(Stored entries)
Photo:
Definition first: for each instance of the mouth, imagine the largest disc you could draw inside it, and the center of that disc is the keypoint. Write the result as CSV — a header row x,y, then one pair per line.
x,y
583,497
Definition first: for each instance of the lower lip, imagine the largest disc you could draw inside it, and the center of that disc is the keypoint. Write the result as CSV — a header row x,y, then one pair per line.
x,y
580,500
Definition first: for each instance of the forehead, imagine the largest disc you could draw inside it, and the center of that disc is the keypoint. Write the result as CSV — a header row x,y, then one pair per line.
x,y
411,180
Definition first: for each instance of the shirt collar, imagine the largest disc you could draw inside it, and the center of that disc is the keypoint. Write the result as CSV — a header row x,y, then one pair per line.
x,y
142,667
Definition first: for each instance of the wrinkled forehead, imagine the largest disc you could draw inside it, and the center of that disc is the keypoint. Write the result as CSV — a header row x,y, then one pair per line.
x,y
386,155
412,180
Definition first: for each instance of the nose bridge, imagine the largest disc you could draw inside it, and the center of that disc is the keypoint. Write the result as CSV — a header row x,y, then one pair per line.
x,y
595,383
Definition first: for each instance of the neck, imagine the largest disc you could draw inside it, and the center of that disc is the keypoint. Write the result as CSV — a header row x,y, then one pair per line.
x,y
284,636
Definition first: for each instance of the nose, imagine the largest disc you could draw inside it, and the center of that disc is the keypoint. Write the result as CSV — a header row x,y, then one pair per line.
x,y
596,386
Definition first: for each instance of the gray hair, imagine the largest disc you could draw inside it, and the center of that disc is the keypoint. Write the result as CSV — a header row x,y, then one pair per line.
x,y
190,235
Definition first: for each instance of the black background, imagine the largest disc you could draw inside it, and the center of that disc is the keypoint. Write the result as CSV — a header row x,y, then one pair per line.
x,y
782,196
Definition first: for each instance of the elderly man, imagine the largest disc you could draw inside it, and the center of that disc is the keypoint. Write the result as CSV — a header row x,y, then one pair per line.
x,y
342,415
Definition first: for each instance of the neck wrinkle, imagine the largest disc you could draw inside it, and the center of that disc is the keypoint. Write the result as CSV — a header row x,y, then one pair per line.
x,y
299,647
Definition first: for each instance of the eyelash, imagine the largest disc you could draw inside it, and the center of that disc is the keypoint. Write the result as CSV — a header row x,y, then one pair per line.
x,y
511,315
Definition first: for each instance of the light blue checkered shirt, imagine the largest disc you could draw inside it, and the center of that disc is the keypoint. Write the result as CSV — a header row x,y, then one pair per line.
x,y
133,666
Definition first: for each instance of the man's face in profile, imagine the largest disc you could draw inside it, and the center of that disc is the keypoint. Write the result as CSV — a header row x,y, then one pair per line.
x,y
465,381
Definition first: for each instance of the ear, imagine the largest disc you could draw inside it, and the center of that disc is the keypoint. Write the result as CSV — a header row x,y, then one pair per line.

Your objective
Give the entries again in full, exactly as they are written.

Task solution
Photo:
Definition first: for each instance of the mouth, imagine the largest disc you could draw inside it, and the center of that disc is the keypoint. Write the result as CSV — a header row x,y, then one pair per line.
x,y
583,497
Definition first: for each instance of the lower lip, imagine the largest disc you could draw inside it, and the center of that disc is the keypoint. Write the result as CSV — a header row x,y, then one pair per line.
x,y
580,500
Definition first: for each instance of the forehead, imagine the largest disc you could draw inside it, and the center of that disc is the keypoint. Write the result as CSV — a header row x,y, then one pair per line.
x,y
411,180
Definition first: for each instance of the shirt collar, imagine the largest disc you could draw inside it, and the center of that disc is the keypoint. Write the result as CSV — a header row x,y, then one pair per line.
x,y
142,667
Definition first: for each instance of the wrinkled forehead, imagine the largest disc you could draw inside it, and the center of that disc is the keypoint. Write the result as CSV — a header row x,y, then one pair per line.
x,y
386,155
412,180
Definition first: for each instance of the nose bridge, imagine the largest disc you could draw inside it, and the center of that disc is the keypoint. Write the result as CSV — a header row x,y, then one pair per line.
x,y
595,383
Definition first: for each instance of the neck, imagine the largest disc you could draw inside it, and the center of that disc is the keypoint. Write the result as CSV — a header row x,y, then one pair per line.
x,y
284,636
Definition first: for each instance of the nose, imagine the largest disc you could draw inside it, and the center of that disc is the keypoint. Write the result as CSV — a header row x,y, then one pair per line.
x,y
596,386
Definition first: for each instance of the gray hair, imagine the largest disc you could draw inside it, and the center of that disc is the keypoint. Write the result as CSV — a header row x,y, then one pair per line.
x,y
190,235
Definition first: for each instance of the black background, imagine the largest disc you could draw inside it, and the center of that disc is the keypoint. Write the result as CSV — a header row x,y, then one pair per line.
x,y
782,196
Definition first: for each instance of the elderly man, imagine the largest disc you could draw inside it, and the center of that disc is the keypoint. Write the result as CSV — a header row x,y, then one pair per line.
x,y
342,415
Definition first: for each instance of the neck wrinkle, imagine the largest disc you could draw inside it, and the center of that disc is the keypoint. Write the result as CSV — a header row x,y, then one pair per line.
x,y
299,647
Definition first: for each instance of the eyelash, imagine the largest disc you could draw inside it, and the center of that disc is the keypoint. Write the result as CSV — a header row x,y, then one pair per line.
x,y
511,315
Definition first: for each instance of the light blue checkered shirt, imagine the largest disc you could draw inside it, and the center of that disc is the keypoint. Write the result as CSV — a header row x,y, then one pair per line.
x,y
133,666
Definition first: for each instance of the man's face in profile, imagine the largest disc you could draw inside it, and the center of that disc is the keypoint. Write the result as CSV — a header row x,y, then one pair per line.
x,y
465,381
Definition first: for each instance of the ear, imagine the largest disc you could draw inside it, and the center of that disc is the keypoint. Write the result as CSV — a header row x,y, then one pair per line.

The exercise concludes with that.